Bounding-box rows
● ● ● ● ● ● ●

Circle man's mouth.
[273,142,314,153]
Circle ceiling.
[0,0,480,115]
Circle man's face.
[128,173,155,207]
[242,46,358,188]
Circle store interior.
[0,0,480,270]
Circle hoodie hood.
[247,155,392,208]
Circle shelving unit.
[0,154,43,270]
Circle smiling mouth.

● ● ● ● ● ● ●

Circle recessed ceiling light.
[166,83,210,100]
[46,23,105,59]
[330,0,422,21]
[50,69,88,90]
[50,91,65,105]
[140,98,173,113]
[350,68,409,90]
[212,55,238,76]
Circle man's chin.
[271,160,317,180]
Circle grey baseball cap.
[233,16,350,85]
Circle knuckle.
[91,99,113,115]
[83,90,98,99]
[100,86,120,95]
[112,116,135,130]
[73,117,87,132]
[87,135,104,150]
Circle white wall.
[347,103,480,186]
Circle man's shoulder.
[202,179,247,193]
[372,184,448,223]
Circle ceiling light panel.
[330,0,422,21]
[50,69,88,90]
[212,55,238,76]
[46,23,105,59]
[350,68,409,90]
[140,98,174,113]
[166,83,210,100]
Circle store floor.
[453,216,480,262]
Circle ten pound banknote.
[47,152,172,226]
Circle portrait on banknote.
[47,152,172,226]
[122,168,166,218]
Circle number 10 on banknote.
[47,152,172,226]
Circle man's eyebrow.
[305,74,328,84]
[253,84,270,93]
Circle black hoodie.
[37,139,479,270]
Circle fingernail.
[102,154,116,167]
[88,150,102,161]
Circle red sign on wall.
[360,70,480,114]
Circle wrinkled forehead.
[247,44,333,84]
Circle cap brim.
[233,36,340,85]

● ● ● ● ● ● ●

In the stretch from the line containing "Circle hoodie hood." through the line containing "Circle smiling mouth.", swap "shelving unit" for "display rack" and give those lines again, leaving everything else unchanged.

# [Worked solution]
Circle hoodie hood.
[247,155,392,208]
Circle display rack.
[0,154,43,270]
Circle smiling mouth.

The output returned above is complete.